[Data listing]
□ □ □ □ □
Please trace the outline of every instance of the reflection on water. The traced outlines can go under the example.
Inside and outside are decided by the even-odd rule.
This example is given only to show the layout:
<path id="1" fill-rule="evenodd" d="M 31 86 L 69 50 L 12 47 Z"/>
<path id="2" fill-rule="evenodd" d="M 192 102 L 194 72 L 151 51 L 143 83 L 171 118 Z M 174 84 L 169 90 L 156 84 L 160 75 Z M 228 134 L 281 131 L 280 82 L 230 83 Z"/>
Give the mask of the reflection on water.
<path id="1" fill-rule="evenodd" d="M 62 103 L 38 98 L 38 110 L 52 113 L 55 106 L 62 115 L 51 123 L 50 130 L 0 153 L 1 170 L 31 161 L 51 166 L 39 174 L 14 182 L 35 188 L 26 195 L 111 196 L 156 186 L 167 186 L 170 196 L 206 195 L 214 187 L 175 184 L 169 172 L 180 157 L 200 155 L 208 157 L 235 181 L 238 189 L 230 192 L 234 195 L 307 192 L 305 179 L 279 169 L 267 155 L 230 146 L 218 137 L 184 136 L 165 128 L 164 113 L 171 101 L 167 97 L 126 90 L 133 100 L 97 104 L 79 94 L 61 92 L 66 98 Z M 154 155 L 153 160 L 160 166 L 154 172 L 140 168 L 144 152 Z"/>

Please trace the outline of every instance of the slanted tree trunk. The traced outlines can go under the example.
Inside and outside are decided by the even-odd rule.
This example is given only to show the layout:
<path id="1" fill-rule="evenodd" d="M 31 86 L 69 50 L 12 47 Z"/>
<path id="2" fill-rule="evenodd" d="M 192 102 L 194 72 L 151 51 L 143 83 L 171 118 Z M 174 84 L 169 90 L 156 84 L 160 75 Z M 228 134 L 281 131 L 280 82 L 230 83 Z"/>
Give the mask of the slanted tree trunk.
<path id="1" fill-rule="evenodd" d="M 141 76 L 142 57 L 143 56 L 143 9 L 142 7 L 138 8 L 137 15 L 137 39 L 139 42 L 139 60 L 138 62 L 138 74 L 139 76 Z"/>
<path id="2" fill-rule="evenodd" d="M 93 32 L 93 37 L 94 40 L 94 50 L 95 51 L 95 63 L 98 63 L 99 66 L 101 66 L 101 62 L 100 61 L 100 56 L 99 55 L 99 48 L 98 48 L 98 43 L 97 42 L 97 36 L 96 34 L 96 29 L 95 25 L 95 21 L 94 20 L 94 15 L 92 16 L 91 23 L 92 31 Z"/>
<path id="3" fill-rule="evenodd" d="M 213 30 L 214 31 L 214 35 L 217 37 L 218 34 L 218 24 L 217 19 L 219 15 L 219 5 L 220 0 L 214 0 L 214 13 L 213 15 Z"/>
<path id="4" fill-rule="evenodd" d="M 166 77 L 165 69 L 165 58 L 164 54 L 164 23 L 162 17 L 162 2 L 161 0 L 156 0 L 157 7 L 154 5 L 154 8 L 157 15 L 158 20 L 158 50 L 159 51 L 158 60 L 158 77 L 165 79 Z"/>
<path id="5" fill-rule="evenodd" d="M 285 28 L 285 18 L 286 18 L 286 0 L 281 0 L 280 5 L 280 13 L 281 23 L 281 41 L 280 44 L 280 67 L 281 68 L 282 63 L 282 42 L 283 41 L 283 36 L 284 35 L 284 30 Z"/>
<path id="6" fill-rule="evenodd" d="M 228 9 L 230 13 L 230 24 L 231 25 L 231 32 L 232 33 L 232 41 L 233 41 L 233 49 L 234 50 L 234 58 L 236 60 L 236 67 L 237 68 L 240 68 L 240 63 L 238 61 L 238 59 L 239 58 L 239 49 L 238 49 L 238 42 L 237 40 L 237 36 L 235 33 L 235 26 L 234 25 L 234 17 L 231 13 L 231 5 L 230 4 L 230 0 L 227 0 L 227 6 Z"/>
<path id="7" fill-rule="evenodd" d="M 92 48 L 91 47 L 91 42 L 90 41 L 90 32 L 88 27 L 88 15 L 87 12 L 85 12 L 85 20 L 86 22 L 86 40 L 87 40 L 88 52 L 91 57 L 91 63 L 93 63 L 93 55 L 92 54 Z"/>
□ □ □ □ □
[PROBLEM TO WORK ON] Render the records above as a JSON list of strings, with one string for each line. Leave out blank lines.

[TASK ANSWER]
[
  "Please trace the outline of every instance of the reflection on water. The traced outlines can go under the example.",
  "Inside and outside are decided by the even-odd rule.",
  "This example is given only to show the layout:",
  "<path id=\"1\" fill-rule=\"evenodd\" d=\"M 31 86 L 69 50 L 12 47 Z\"/>",
  "<path id=\"2\" fill-rule=\"evenodd\" d=\"M 192 102 L 194 72 L 151 51 L 143 83 L 171 118 Z M 174 84 L 169 90 L 156 84 L 160 75 Z M 228 134 L 281 131 L 280 82 L 230 83 Z\"/>",
  "Give the mask of the reflection on water.",
  "<path id=\"1\" fill-rule=\"evenodd\" d=\"M 62 103 L 38 98 L 38 110 L 52 113 L 55 106 L 62 115 L 51 123 L 50 130 L 0 153 L 1 170 L 31 161 L 51 166 L 39 174 L 14 182 L 35 188 L 26 195 L 111 196 L 156 186 L 167 186 L 170 196 L 206 195 L 214 187 L 175 184 L 169 172 L 180 157 L 200 155 L 208 157 L 235 181 L 238 189 L 230 192 L 234 195 L 307 192 L 305 179 L 279 169 L 267 155 L 230 146 L 218 137 L 184 136 L 165 128 L 164 113 L 171 101 L 167 97 L 126 90 L 133 100 L 97 104 L 79 94 L 61 92 L 66 98 Z M 154 155 L 153 160 L 160 166 L 154 172 L 140 168 L 144 152 Z\"/>",
  "Please trace the outline of every instance of the slanted tree trunk. The traced outlines can go under the example.",
  "Inside and outside are decided by the even-odd rule.",
  "This example is given only to show the layout:",
  "<path id=\"1\" fill-rule=\"evenodd\" d=\"M 31 86 L 69 50 L 12 47 Z\"/>",
  "<path id=\"2\" fill-rule=\"evenodd\" d=\"M 192 102 L 194 72 L 151 51 L 143 83 L 171 118 Z M 174 84 L 169 90 L 156 84 L 160 75 Z M 228 134 L 281 131 L 280 82 L 230 83 Z\"/>",
  "Give the mask of the slanted tree trunk.",
  "<path id=\"1\" fill-rule=\"evenodd\" d=\"M 141 76 L 142 57 L 143 56 L 143 9 L 142 7 L 138 8 L 137 15 L 137 39 L 139 42 L 139 60 L 138 62 L 138 74 L 139 76 Z\"/>",
  "<path id=\"2\" fill-rule=\"evenodd\" d=\"M 93 32 L 93 37 L 94 40 L 94 50 L 95 51 L 95 63 L 98 63 L 99 66 L 101 66 L 101 62 L 100 61 L 100 56 L 99 55 L 99 48 L 98 48 L 98 43 L 97 42 L 97 36 L 96 34 L 96 29 L 95 25 L 95 21 L 94 20 L 94 15 L 92 16 L 91 23 L 92 31 Z\"/>",
  "<path id=\"3\" fill-rule=\"evenodd\" d=\"M 213 30 L 214 31 L 214 35 L 217 37 L 218 34 L 218 24 L 217 19 L 219 15 L 219 5 L 220 0 L 214 0 L 214 13 L 213 15 Z\"/>",
  "<path id=\"4\" fill-rule=\"evenodd\" d=\"M 166 77 L 165 69 L 165 58 L 164 54 L 164 23 L 162 17 L 162 2 L 161 0 L 156 0 L 157 7 L 154 5 L 154 8 L 157 15 L 158 20 L 158 50 L 159 51 L 158 60 L 158 77 L 165 79 Z\"/>",
  "<path id=\"5\" fill-rule=\"evenodd\" d=\"M 285 28 L 285 18 L 286 18 L 286 0 L 281 0 L 280 5 L 280 13 L 281 23 L 281 41 L 280 44 L 280 67 L 281 68 L 282 63 L 282 42 L 283 41 L 283 36 L 284 35 L 284 30 Z\"/>",
  "<path id=\"6\" fill-rule=\"evenodd\" d=\"M 228 9 L 230 13 L 230 24 L 231 25 L 231 32 L 232 33 L 232 41 L 233 41 L 233 49 L 234 50 L 234 58 L 236 60 L 236 67 L 237 68 L 240 68 L 240 63 L 238 61 L 238 59 L 239 58 L 239 49 L 238 49 L 238 42 L 237 40 L 237 36 L 235 33 L 235 26 L 234 25 L 234 17 L 231 13 L 231 5 L 230 4 L 230 0 L 227 0 L 227 6 Z\"/>",
  "<path id=\"7\" fill-rule=\"evenodd\" d=\"M 92 48 L 91 47 L 91 42 L 90 41 L 90 32 L 88 27 L 88 15 L 87 12 L 85 12 L 85 20 L 86 22 L 86 40 L 87 40 L 88 52 L 91 57 L 91 63 L 93 63 L 93 55 L 92 54 Z\"/>"
]